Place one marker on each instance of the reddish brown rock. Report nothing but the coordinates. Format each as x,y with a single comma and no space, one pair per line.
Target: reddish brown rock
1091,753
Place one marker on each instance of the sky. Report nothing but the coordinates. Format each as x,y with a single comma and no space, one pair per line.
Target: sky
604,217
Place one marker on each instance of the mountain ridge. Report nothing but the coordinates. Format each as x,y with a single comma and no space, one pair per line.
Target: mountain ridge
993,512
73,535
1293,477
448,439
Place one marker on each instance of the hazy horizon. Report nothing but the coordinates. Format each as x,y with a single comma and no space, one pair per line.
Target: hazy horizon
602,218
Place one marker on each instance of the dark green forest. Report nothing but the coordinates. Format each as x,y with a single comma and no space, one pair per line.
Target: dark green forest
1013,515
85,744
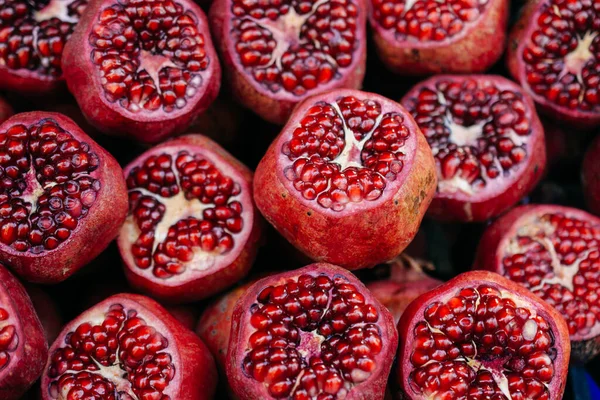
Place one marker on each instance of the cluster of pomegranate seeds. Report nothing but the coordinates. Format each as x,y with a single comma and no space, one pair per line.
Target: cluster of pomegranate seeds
294,45
345,152
149,53
46,185
558,258
313,337
480,344
477,132
562,55
118,356
427,20
185,209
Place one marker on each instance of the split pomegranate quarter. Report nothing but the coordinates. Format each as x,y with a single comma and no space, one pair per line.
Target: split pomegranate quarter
348,179
277,53
424,37
482,336
554,252
62,200
313,333
144,69
487,140
554,52
128,347
192,228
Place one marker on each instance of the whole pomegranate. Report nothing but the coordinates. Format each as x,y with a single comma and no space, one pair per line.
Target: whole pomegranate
128,347
482,336
423,37
487,141
554,52
63,200
348,179
275,54
23,346
554,252
316,332
192,228
143,69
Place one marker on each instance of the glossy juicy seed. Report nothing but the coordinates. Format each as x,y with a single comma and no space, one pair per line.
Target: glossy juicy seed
149,53
558,258
45,185
427,21
345,152
119,352
481,345
33,34
477,132
314,337
562,55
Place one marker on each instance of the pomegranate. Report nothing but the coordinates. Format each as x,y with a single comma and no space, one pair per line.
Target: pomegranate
422,37
316,332
554,252
276,54
487,140
144,69
348,179
63,198
192,228
128,347
482,336
554,52
23,347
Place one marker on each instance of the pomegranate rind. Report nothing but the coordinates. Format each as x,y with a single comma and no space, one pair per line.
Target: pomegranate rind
414,314
323,234
474,49
277,107
246,387
84,82
230,268
93,233
195,371
27,361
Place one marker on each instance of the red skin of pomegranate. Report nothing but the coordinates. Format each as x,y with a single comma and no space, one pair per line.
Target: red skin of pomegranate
504,241
194,376
580,54
94,231
452,202
322,233
535,326
27,356
474,48
200,279
276,107
85,83
371,387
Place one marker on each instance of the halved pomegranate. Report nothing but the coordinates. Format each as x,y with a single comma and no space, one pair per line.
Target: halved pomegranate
487,140
348,179
128,347
554,52
144,69
277,53
313,333
192,228
482,336
63,197
422,37
554,252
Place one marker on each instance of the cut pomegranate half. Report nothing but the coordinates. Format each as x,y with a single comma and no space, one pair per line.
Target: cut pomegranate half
482,336
192,228
554,252
487,140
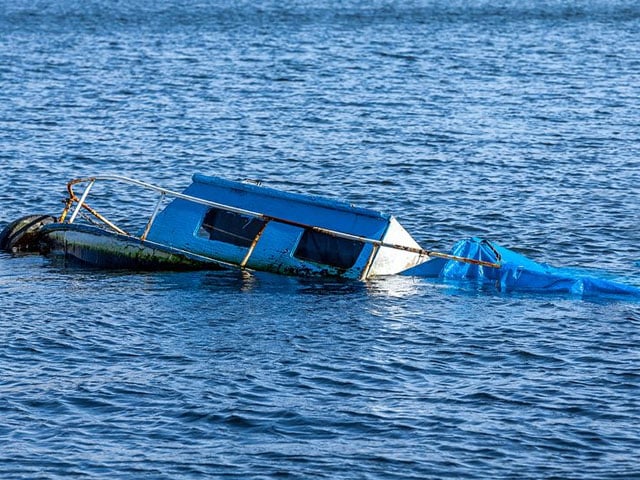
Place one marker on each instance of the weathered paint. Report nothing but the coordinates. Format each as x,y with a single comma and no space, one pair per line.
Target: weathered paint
389,261
95,246
374,243
23,234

[Exercise details]
Put every line of the records above into a Markdown table with the columns Number and Text, one row per line. Skip blank lines and leave the pictures out.

[Task answer]
| Number | Text |
|---|---|
| 1 | Place one marker on each instance of the reddish brown rock. Report nothing but the coordinates. Format each as x,y with a single comma and no space, one pair per line. |
| 2 | Target: reddish brown rock |
| 3 | 1091,753 |
| 4 | Place one marker on each instance of the sky. Report nothing but the coordinates. Format each as x,y with a single comma and no space, one pair per line. |
| 5 | Target: sky |
| 6 | 604,217 |
| 7 | Place one marker on each instance of the mountain ridge. Report nothing but the coordinates. Format each as x,y with a single comma and no space, one pair per line. |
| 8 | Target: mountain ridge |
| 9 | 993,512 |
| 10 | 73,535 |
| 11 | 1293,477 |
| 12 | 448,439 |
| 13 | Place one marker on each instance of the hazy horizon. Report nothing but the coordinates. Format each as x,y with a single comma and no space, one pair per line. |
| 14 | Target: hazy horizon |
| 15 | 602,218 |
| 16 | Place one marker on each instance of the dark green forest. Report nothing but the coordinates. Format each as x,y with a single comma and no space, one pair per line. |
| 17 | Target: dark green forest |
| 18 | 1013,515 |
| 19 | 85,744 |
| 20 | Place one marker on each instance of the cluster of pomegranate seeds. Report nothing but the coordinates. Format each as x,y with a single comma and no space, one pair per line. |
| 21 | Target: cluster of pomegranate seeds |
| 22 | 294,45 |
| 23 | 345,152 |
| 24 | 149,53 |
| 25 | 46,185 |
| 26 | 558,258 |
| 27 | 313,337 |
| 28 | 480,344 |
| 29 | 477,132 |
| 30 | 562,55 |
| 31 | 118,356 |
| 32 | 427,20 |
| 33 | 185,209 |
| 34 | Place one marker on each instance of the split pomegranate quarter. Report nothing but the coordinates. Format each as x,y with a single comma and no space, one pair per line. |
| 35 | Target: split pomegranate quarter |
| 36 | 348,179 |
| 37 | 277,53 |
| 38 | 424,37 |
| 39 | 482,336 |
| 40 | 554,252 |
| 41 | 62,200 |
| 42 | 313,333 |
| 43 | 144,69 |
| 44 | 487,140 |
| 45 | 554,52 |
| 46 | 128,347 |
| 47 | 192,228 |
| 48 | Place one marker on each instance of the whole pomegranate. Report nothing but the coordinates. Format each as x,y with a single comma and no space, one pair per line. |
| 49 | Target: whole pomegranate |
| 50 | 128,347 |
| 51 | 482,336 |
| 52 | 423,37 |
| 53 | 487,141 |
| 54 | 554,52 |
| 55 | 63,200 |
| 56 | 348,179 |
| 57 | 275,54 |
| 58 | 23,346 |
| 59 | 554,252 |
| 60 | 316,332 |
| 61 | 192,228 |
| 62 | 143,69 |
| 63 | Place one marker on each instance of the glossy juicy seed. Report nothing but the coordinates. Format each as x,y with a single comma and no space, one pair per line. |
| 64 | Target: glossy juicy seed |
| 65 | 149,53 |
| 66 | 558,258 |
| 67 | 45,185 |
| 68 | 427,21 |
| 69 | 345,152 |
| 70 | 119,352 |
| 71 | 481,345 |
| 72 | 33,34 |
| 73 | 477,132 |
| 74 | 314,337 |
| 75 | 562,55 |
| 76 | Place one marker on each instance of the pomegranate. Report nothing but the coordinates. Format each as x,y with a single comma and no space, one pair per line. |
| 77 | Target: pomegranate |
| 78 | 422,37 |
| 79 | 316,332 |
| 80 | 554,252 |
| 81 | 276,54 |
| 82 | 487,140 |
| 83 | 144,69 |
| 84 | 348,179 |
| 85 | 63,198 |
| 86 | 192,228 |
| 87 | 128,347 |
| 88 | 482,336 |
| 89 | 554,52 |
| 90 | 23,347 |
| 91 | Place one marker on each instance of the pomegranate rind. Report nothing but the coordinates. Format each as x,y with a single comma and no space, one pair per line. |
| 92 | Target: pomegranate rind |
| 93 | 414,314 |
| 94 | 323,234 |
| 95 | 474,49 |
| 96 | 277,107 |
| 97 | 246,387 |
| 98 | 84,82 |
| 99 | 230,268 |
| 100 | 93,233 |
| 101 | 195,371 |
| 102 | 27,361 |
| 103 | Place one marker on each instance of the red skin of pomegranate. Report nothing but the coordinates. Format each as x,y with a single comma and no space, one pair per line. |
| 104 | Target: red skin of pomegranate |
| 105 | 504,241 |
| 106 | 194,376 |
| 107 | 580,54 |
| 108 | 94,231 |
| 109 | 452,202 |
| 110 | 322,233 |
| 111 | 535,326 |
| 112 | 27,356 |
| 113 | 474,48 |
| 114 | 200,279 |
| 115 | 276,107 |
| 116 | 85,83 |
| 117 | 371,387 |
| 118 | Place one marker on each instance of the halved pomegranate. Report nothing but the coordinates. Format each as x,y with a single comma and no space, one pair per line. |
| 119 | Target: halved pomegranate |
| 120 | 487,140 |
| 121 | 348,179 |
| 122 | 128,347 |
| 123 | 554,52 |
| 124 | 144,69 |
| 125 | 277,53 |
| 126 | 313,333 |
| 127 | 192,228 |
| 128 | 482,336 |
| 129 | 63,197 |
| 130 | 422,37 |
| 131 | 554,252 |
| 132 | Place one marker on each instance of the cut pomegranate half. Report nothing but the coordinates. Format each as x,y with a single comma and no space, one pair per line. |
| 133 | Target: cut pomegranate half |
| 134 | 482,336 |
| 135 | 192,228 |
| 136 | 554,252 |
| 137 | 487,140 |
| 138 | Place one marker on each instance of the weathered paint. Report nothing but the coordinates. Format each as x,y with a single comma and no space, one pair per line. |
| 139 | Target: weathered paint |
| 140 | 389,261 |
| 141 | 95,246 |
| 142 | 374,243 |
| 143 | 23,234 |